# EXERCISE GOAL
Copy out each line of the data that includes the string "shirt".

======

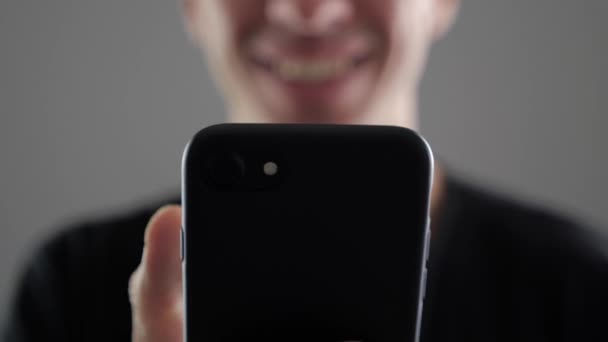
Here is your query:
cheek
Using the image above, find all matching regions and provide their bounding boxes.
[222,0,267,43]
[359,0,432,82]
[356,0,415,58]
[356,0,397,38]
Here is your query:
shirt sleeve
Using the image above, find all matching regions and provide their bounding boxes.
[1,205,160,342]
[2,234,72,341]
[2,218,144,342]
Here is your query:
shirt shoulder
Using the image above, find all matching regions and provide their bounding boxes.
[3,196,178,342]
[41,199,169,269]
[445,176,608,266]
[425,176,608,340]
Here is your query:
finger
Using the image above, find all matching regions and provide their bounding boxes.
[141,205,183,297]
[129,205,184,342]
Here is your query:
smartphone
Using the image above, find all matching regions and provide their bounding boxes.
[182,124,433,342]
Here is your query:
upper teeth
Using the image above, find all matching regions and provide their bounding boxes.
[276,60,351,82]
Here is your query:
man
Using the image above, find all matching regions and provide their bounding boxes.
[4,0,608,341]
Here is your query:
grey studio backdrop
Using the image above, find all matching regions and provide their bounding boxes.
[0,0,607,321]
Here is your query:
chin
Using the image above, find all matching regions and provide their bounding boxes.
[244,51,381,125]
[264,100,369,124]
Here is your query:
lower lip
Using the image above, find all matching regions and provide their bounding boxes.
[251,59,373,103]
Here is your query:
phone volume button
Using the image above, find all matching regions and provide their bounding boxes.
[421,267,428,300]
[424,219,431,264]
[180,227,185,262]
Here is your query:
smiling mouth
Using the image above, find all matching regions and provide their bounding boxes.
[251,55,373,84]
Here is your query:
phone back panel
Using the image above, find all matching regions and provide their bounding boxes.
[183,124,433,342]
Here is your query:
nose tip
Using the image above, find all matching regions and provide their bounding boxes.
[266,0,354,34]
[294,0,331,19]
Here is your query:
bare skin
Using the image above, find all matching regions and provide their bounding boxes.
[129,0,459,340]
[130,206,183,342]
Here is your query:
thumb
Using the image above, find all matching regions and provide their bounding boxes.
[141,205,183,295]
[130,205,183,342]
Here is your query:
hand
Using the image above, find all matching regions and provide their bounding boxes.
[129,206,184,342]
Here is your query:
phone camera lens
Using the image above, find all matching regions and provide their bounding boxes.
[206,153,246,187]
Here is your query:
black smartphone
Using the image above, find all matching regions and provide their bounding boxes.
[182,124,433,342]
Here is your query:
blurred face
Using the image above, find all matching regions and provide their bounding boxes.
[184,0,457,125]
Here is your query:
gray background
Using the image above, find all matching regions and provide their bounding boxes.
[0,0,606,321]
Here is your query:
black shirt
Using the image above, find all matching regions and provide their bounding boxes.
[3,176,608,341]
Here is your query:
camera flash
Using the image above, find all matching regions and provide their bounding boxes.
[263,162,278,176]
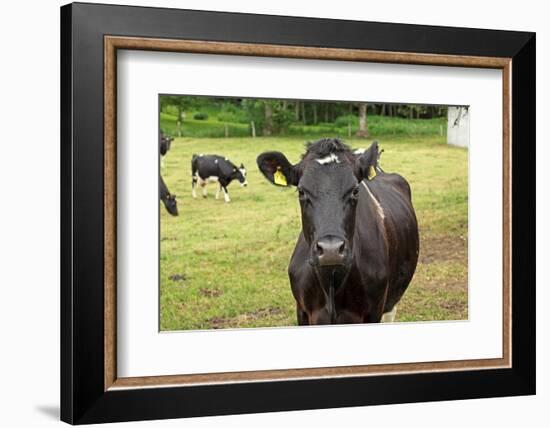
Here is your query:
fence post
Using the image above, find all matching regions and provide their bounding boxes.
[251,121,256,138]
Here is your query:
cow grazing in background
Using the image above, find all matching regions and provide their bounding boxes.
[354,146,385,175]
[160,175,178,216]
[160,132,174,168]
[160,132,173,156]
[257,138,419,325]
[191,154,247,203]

======

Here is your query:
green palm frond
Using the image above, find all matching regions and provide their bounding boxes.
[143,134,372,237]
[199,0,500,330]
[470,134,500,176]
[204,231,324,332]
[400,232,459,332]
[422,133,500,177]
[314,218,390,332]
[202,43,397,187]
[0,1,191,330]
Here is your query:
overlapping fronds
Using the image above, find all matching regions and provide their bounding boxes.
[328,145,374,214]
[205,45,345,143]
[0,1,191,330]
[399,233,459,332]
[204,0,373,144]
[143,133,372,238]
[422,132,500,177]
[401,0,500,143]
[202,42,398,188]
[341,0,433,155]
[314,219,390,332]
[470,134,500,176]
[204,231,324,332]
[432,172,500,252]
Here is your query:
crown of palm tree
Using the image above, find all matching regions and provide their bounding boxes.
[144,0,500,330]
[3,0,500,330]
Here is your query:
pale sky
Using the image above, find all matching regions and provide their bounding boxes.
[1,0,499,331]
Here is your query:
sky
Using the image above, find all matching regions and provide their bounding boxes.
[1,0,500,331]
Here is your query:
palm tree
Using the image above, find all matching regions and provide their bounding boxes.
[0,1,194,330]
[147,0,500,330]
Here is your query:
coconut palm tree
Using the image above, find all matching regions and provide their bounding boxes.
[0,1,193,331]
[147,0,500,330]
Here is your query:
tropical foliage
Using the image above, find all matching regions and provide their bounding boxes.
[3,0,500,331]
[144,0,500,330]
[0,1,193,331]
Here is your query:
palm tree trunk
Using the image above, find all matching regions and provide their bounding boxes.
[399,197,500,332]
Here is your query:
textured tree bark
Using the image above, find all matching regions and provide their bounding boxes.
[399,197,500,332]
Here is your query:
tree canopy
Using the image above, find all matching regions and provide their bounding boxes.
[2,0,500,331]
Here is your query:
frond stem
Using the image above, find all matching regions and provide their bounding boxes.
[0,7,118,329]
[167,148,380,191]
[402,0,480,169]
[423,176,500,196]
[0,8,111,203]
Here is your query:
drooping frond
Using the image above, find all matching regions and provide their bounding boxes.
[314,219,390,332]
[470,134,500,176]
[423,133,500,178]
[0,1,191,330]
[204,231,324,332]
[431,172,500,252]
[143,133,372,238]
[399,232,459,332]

======

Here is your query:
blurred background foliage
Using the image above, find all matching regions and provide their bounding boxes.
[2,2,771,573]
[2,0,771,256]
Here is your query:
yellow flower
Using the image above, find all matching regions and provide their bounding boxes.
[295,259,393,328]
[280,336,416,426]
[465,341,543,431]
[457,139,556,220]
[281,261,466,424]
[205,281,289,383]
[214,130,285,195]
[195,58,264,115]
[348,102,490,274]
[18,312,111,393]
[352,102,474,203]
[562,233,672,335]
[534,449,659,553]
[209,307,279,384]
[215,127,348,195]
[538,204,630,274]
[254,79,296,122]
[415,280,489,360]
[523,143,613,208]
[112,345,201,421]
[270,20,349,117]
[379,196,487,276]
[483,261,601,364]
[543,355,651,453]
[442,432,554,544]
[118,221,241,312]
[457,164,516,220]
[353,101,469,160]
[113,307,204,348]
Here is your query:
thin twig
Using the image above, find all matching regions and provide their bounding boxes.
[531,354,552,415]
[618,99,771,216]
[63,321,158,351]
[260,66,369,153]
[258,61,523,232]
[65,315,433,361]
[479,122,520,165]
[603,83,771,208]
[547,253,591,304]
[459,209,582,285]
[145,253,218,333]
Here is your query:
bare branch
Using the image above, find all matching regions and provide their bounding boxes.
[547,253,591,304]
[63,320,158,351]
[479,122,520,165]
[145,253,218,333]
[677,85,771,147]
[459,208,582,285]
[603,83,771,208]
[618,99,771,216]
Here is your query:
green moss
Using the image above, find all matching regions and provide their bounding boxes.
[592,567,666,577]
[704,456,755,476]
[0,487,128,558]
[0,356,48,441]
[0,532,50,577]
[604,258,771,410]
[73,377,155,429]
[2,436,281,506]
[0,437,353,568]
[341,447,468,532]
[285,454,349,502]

======

# TASK RESULT
shirt sleeve
shirt shoulder
black shirt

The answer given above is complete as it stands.